AIM OF THE EXERCISE:
Pull out every line of the material that contains the word "wooden", keeping case as it matters.
· · · ·
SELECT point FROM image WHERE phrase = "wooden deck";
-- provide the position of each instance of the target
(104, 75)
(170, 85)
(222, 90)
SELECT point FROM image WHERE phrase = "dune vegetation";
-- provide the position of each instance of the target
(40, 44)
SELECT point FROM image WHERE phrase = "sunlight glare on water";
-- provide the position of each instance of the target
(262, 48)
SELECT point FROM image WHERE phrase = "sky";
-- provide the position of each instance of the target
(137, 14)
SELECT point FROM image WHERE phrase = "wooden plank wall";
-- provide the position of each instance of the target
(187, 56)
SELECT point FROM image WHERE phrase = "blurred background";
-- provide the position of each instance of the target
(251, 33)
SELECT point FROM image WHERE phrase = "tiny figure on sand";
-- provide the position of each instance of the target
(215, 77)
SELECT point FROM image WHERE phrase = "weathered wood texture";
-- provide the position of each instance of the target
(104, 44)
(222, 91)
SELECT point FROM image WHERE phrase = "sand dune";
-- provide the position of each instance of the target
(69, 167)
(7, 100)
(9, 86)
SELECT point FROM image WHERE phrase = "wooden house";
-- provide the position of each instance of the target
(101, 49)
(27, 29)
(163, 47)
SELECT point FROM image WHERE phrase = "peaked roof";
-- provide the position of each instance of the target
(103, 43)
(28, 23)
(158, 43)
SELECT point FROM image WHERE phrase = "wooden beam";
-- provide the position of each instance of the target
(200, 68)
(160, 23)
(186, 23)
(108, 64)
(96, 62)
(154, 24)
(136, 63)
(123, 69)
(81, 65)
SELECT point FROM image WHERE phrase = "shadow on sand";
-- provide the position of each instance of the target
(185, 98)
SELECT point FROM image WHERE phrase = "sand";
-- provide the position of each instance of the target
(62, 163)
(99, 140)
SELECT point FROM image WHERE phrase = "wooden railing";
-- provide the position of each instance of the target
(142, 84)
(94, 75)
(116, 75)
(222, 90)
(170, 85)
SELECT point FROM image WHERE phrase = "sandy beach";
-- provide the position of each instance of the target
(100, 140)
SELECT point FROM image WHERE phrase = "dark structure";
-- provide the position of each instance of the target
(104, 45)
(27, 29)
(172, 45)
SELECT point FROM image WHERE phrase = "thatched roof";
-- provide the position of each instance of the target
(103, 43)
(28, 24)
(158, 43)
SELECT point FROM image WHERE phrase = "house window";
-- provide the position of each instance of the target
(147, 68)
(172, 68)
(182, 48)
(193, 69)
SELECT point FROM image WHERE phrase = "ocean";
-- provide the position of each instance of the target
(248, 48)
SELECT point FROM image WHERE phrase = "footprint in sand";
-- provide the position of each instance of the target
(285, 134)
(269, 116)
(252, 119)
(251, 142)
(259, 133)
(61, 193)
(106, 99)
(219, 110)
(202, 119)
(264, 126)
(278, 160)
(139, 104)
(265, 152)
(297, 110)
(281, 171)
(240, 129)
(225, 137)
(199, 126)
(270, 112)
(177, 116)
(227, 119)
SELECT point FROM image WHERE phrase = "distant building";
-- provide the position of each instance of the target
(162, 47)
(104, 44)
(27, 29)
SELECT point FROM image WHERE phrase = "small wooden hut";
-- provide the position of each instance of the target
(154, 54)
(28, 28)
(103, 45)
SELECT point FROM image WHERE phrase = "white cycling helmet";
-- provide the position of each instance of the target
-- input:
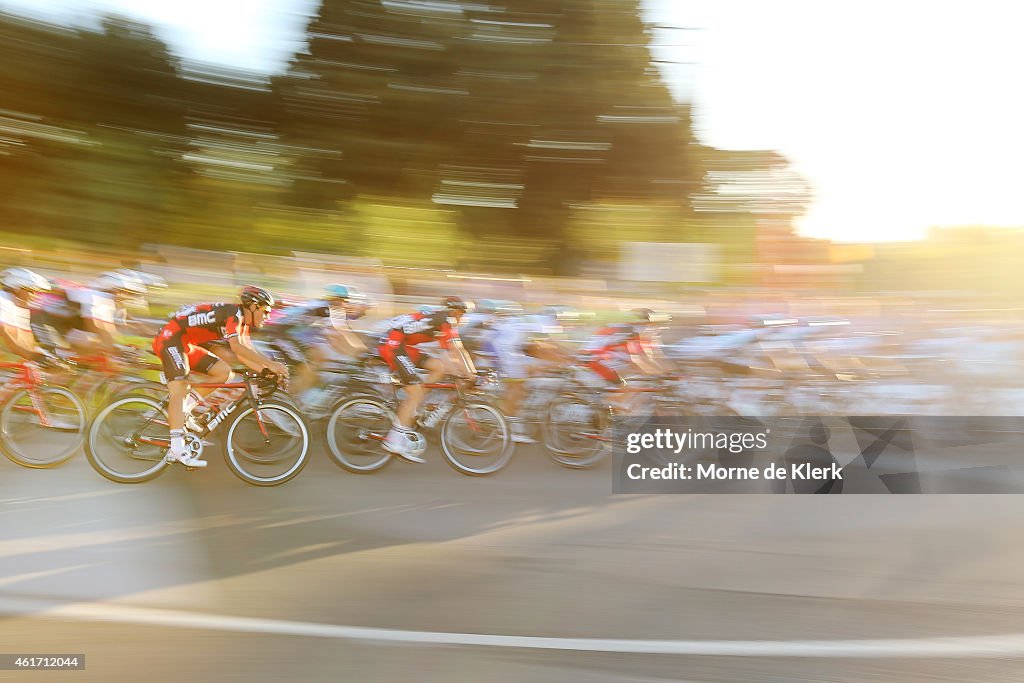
· · · ·
EXERCISE SOLUTION:
SELECT point FROM image WHERE phrase = "wooden deck";
SELECT point FROM image WHERE phrase = "wooden plank wall";
SELECT point FROM image WHERE phrase = "wooden house";
SELECT point FROM image WHERE phrase = "wooden beam";
SELECT point FROM image WHERE phrase = "wooden railing";
SELECT point FROM image WHERE phrase = "small wooden hut";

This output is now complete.